(Stored dataset items)
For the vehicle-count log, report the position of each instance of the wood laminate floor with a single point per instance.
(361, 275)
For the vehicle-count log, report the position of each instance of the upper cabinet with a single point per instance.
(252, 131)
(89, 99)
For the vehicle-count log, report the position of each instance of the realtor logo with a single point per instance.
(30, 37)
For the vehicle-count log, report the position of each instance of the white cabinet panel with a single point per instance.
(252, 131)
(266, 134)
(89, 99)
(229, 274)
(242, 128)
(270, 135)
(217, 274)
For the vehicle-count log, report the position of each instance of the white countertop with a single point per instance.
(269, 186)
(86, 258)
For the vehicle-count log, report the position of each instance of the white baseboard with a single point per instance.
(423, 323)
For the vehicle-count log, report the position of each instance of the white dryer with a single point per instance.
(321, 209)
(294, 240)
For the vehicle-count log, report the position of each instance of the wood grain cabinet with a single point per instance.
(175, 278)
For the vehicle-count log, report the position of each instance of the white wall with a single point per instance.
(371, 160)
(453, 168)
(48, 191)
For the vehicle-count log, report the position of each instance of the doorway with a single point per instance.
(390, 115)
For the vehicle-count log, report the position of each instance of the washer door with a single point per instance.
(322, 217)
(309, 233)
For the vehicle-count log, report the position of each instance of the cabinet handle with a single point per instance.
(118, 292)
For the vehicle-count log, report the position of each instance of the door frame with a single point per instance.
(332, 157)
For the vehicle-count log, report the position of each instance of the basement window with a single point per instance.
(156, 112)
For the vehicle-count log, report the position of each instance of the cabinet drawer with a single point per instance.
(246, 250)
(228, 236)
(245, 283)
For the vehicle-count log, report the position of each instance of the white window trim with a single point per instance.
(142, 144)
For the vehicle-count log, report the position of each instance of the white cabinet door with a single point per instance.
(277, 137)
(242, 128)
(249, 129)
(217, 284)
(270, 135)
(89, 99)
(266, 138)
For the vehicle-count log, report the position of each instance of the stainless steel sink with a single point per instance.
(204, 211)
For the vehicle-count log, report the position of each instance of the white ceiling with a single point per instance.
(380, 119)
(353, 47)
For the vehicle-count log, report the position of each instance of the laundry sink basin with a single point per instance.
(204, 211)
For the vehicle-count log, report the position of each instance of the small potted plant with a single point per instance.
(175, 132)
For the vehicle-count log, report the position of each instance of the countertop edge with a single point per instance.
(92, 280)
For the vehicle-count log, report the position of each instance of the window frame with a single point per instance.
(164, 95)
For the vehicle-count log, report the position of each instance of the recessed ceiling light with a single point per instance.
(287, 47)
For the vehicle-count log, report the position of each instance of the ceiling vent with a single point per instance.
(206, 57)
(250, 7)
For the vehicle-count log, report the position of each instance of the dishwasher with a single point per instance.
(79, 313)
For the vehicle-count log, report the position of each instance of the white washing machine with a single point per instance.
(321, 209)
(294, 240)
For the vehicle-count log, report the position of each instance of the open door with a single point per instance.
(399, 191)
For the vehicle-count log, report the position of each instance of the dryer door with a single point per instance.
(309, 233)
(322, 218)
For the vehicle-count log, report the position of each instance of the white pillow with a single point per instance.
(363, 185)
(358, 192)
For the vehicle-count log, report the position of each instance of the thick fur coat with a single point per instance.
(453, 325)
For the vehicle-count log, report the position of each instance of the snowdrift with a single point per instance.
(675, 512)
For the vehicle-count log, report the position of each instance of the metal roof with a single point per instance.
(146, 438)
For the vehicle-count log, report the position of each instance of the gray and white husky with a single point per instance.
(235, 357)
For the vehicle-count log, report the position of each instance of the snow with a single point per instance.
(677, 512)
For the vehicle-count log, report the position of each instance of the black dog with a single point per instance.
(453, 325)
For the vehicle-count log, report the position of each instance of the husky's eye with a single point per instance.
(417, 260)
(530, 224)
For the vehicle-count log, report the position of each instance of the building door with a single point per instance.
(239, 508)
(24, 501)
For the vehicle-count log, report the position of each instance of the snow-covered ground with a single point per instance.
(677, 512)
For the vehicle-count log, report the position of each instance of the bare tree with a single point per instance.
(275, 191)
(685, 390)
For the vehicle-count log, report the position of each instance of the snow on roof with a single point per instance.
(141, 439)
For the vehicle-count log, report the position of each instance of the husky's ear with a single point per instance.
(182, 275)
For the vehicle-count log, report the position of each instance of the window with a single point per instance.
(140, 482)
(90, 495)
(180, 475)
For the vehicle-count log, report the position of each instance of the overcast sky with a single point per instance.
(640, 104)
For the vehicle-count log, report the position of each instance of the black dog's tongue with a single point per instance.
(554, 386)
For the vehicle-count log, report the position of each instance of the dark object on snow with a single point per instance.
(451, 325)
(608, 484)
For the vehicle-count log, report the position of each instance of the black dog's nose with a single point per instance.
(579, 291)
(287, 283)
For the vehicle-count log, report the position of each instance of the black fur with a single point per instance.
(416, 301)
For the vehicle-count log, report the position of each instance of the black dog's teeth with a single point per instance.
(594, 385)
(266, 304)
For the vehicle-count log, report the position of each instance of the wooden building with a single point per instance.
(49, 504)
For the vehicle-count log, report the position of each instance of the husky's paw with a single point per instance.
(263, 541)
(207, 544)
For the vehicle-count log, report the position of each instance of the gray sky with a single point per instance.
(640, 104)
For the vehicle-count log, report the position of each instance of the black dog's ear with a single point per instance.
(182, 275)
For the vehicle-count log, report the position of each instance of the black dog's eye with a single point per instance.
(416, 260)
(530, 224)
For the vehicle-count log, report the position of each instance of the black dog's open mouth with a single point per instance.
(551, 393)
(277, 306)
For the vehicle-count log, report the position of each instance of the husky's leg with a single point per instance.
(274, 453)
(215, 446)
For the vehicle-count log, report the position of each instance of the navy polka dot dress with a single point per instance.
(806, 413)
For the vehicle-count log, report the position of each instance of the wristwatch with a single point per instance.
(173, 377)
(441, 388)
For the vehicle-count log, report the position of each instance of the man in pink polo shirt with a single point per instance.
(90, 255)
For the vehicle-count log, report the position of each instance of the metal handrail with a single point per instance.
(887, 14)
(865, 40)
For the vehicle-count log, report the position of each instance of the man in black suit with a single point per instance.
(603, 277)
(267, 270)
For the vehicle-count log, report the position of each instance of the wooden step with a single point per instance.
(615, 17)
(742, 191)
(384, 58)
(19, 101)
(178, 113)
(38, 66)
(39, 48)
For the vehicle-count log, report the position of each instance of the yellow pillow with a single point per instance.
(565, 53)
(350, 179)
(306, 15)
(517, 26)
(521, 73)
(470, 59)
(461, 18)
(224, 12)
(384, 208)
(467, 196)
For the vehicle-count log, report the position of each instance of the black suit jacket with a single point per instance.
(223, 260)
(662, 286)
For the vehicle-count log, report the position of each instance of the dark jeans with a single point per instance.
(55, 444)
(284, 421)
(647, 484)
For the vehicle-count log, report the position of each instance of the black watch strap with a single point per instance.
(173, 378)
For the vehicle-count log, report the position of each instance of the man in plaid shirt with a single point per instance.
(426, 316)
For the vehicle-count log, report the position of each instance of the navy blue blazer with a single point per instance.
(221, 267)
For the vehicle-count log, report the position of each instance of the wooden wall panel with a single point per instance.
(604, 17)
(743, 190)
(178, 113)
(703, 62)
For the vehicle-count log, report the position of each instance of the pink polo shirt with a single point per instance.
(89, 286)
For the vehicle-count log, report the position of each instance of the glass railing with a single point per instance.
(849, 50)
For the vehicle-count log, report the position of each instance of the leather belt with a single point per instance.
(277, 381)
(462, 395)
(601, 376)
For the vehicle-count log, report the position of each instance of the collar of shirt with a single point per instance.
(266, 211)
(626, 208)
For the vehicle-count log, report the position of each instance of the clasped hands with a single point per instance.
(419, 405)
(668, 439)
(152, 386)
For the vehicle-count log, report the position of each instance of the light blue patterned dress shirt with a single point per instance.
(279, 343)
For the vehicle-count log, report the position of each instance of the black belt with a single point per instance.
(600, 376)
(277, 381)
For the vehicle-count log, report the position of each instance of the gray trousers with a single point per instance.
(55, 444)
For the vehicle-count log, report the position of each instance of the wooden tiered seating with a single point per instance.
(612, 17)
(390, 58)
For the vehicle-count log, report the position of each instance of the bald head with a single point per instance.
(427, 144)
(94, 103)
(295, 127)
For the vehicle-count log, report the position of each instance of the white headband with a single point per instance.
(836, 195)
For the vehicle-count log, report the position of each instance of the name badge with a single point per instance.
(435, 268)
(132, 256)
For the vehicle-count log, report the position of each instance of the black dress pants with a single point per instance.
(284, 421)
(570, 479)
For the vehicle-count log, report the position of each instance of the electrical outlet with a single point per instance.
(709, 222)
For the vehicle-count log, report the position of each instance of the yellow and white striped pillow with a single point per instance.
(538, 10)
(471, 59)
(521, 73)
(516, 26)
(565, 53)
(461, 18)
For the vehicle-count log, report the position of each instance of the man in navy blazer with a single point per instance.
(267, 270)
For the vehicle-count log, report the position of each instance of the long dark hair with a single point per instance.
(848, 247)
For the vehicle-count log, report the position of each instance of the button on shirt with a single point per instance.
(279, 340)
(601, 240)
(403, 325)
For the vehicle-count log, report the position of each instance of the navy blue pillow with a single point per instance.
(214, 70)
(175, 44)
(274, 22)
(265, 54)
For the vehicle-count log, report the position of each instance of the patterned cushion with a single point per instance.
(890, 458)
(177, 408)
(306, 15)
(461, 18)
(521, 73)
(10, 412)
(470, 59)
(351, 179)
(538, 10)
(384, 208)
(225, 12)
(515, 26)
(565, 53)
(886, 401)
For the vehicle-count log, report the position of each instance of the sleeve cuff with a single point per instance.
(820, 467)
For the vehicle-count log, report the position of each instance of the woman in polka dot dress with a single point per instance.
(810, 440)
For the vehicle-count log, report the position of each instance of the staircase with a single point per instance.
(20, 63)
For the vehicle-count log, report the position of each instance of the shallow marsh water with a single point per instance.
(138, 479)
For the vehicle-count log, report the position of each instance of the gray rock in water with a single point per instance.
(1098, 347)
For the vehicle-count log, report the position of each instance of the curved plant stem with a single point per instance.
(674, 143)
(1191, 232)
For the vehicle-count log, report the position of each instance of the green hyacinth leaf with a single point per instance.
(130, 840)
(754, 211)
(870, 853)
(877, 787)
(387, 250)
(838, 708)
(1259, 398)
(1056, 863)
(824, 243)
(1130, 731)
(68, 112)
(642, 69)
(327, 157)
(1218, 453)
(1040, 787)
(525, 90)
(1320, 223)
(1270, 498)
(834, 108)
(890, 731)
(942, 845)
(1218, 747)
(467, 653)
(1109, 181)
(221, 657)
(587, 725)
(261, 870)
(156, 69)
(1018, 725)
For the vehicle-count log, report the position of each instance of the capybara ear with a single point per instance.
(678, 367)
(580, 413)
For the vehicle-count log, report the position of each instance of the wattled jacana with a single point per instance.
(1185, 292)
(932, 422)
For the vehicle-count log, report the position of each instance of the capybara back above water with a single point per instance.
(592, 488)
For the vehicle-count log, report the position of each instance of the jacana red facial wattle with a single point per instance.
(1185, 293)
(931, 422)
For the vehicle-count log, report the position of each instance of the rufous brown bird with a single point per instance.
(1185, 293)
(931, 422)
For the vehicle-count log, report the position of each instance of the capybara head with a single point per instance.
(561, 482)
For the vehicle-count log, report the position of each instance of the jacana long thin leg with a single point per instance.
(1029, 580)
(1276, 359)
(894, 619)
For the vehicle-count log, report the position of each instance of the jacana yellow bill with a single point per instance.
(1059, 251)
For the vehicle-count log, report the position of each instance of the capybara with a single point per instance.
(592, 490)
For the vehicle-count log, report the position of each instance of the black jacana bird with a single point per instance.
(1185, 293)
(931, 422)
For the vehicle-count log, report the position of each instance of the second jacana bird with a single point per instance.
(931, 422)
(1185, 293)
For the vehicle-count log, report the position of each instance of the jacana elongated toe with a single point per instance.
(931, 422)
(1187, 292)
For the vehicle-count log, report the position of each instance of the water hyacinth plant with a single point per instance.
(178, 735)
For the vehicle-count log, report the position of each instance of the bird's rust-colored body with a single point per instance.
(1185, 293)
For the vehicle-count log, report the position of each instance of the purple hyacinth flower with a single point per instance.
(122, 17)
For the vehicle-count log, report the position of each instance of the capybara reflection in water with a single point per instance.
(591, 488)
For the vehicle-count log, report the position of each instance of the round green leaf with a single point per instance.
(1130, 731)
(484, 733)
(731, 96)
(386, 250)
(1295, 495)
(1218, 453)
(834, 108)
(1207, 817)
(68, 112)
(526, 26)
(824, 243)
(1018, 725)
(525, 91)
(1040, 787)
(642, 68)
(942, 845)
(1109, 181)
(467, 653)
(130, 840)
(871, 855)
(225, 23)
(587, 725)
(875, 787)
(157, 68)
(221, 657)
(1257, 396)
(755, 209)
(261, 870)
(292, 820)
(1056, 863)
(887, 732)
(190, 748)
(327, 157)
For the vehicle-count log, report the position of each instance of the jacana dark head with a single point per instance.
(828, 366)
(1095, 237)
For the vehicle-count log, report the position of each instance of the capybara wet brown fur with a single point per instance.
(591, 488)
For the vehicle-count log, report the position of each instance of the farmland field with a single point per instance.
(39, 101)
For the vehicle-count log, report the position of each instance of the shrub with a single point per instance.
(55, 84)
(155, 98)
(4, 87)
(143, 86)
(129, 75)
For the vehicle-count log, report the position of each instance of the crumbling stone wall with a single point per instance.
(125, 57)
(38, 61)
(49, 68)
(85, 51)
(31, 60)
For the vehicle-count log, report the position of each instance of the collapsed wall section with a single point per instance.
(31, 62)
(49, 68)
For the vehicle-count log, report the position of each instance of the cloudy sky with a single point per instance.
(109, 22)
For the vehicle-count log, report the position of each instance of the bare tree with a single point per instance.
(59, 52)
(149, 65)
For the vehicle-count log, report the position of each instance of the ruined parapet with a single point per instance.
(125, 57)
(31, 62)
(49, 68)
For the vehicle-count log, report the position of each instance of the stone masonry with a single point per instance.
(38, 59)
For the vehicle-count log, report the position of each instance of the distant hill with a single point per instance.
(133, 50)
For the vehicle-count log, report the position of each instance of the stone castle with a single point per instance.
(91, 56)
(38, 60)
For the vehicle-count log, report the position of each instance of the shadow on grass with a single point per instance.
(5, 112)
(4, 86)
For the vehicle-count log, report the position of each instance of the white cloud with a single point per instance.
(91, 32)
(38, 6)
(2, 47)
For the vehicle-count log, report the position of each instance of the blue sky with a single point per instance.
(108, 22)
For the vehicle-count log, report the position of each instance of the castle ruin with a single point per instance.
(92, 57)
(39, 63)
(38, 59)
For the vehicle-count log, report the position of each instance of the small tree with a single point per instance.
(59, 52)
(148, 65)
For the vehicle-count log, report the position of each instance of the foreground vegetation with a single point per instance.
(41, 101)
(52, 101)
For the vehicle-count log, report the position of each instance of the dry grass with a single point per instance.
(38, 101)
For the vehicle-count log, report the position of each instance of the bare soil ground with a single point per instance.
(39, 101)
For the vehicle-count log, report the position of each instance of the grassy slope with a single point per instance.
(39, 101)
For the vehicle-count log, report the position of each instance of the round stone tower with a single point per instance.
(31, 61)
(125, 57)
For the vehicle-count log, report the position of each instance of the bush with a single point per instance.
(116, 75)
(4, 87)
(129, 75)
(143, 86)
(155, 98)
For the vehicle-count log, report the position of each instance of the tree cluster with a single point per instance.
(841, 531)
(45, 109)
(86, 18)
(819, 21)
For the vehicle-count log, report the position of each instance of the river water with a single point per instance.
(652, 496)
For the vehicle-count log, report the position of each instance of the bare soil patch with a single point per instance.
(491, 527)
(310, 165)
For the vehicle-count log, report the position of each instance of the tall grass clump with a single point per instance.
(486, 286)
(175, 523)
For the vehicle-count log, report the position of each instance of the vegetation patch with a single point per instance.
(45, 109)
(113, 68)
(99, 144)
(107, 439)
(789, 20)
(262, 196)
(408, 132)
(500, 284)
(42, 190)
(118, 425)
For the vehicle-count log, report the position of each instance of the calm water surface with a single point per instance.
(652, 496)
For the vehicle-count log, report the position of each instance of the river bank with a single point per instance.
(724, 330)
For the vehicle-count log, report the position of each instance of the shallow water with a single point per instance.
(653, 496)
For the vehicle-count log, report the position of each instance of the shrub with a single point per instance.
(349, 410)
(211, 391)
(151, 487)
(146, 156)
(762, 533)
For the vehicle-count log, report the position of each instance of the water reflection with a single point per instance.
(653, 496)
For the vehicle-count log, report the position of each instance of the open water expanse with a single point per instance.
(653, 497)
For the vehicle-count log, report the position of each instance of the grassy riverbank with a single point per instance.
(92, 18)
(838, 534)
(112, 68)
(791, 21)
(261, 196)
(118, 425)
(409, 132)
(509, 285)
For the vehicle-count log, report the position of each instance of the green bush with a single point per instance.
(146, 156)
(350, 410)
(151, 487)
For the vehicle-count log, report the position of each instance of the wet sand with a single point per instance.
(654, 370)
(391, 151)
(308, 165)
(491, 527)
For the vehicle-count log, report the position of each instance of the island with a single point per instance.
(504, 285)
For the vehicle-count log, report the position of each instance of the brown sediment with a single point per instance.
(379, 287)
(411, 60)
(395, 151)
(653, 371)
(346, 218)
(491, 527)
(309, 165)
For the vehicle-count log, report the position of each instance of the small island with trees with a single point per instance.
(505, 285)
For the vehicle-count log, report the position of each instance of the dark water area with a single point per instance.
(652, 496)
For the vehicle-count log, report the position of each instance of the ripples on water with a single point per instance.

* [WORK TO DO]
The line containing "green bush with a single point per instance." marks the start; retype it and each line after it through the end of the records above, exactly.

* [RESULT BELOW]
For the vehicle-count log, report the position of each instance of the green bush with a single point per instance.
(146, 156)
(350, 410)
(151, 487)
For the vehicle-count log, report the position of each instance of the wet sand with a single point per instance.
(654, 370)
(391, 151)
(308, 165)
(491, 527)
For the vehicle-count log, report the position of each instance of the island with a single point per instance.
(504, 285)
For the vehicle-count log, report the position of each instance of the brown sediment with a single point per instance.
(379, 287)
(411, 60)
(395, 151)
(653, 371)
(346, 218)
(491, 527)
(309, 165)
For the vehicle-count log, report the position of each instance of the small island with trees with a single point per instance.
(505, 285)
For the vehicle-count log, report the position of each instance of the dark water area with a single point per instance.
(652, 496)
For the vehicle-count log, report the position of each instance of the ripples on water with a single point per instance.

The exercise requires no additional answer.